33.       A Party that authorizes private and/or public entities to participate in Article 12 project activities shall remain responsible for the fulfilment of its obligations under the Kyoto Protocol and shall ensure that such participation is consistent with this annex. Private and/or public entities may only transfer and acquire CERs if the authorizing Party is eligible to do so at that time.

34.       The secretariat shall maintain publicly accessible lists of:

(a)              Parties not included in Annex I which are Parties to the Kyoto Protocol;

(b)              Parties included in Annex I that do not meet the requirements in paragraph 31 or have been suspended.

G. Validation and registration

35.       Validation is the process of independent evaluation of a project activity by a designated operational entity against the requirements of the CDM as set out in decision -/CP.7 (Article 12) and this annex, on the basis of the project design document, as outlined in Appendix B below.

36.       Registration is the formal acceptance by the executive board of a validated project as a CDM project activity. Registration is the prerequisite for the verification, certification and issuance of CERs related to that project activity.

37.       The designated operational entity selected by project participants to validate a project activity, being under a contractual arrangement with them, shall review the project design document and any supporting documentation to confirm that the following requirements have been met:

(a) The participation requirements as set out in paragraphs 28 to 30 above are satisfied;

(b)              Comments by local stakeholders have been invited, a summary of the comments received has been provided, and a report to the designated operational entity on how due account was taken of any comments has been received;

(c)              Project participants have submitted to the designated operational entity documentation on the analysis of the environmental impacts of the project activity, including transboundary impacts and, if those impacts are considered significant by the project participants or the host Party, have undertaken an environmental impact assessment in accordance with procedures as required by the host Party;

(d)              The project activity is expected to result in a reduction in anthropogenic emissions by sources of greenhouse gases that are additional to any that would occur in the absence of the proposed project activity, in accordance with paragraphs 43 to 52 below;

(e)              The baseline and monitoring methodologies comply with requirements pertaining

to:

(i)   Methodologies previously approved by the executive board; or

(ii)  Modalities and procedures for establishing a new methodology, as set out in paragraph 38 below;

(f)               Provisions for monitoring, verification and reporting are in accordance with decision -/CP.7 (Article 12) and the present annex;

(g)              The project activity conforms to all other requirements for CDM project activities in decision -/CP.7 (Article 12) and the present annex, and relevant decisions by the COP/MOP and by the executive board.

(Referring expression grounding data)
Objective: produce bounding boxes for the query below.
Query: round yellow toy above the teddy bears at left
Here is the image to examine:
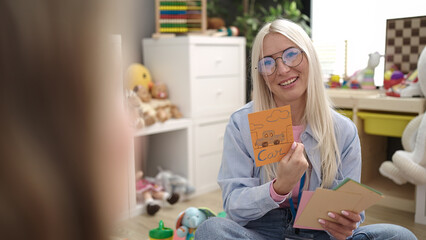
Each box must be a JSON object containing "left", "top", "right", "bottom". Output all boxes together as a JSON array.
[{"left": 127, "top": 63, "right": 152, "bottom": 90}]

*YOUR GOAL*
From the CDM rules excerpt above, reproduce the passage from "(b)              Parties included" to "that project activity." word for word.

*ANSWER FOR THE TASK*
(b)              Parties included in Annex I that do not meet the requirements in paragraph 31 or have been suspended.

G. Validation and registration

35.       Validation is the process of independent evaluation of a project activity by a designated operational entity against the requirements of the CDM as set out in decision -/CP.7 (Article 12) and this annex, on the basis of the project design document, as outlined in Appendix B below.

36.       Registration is the formal acceptance by the executive board of a validated project as a CDM project activity. Registration is the prerequisite for the verification, certification and issuance of CERs related to that project activity.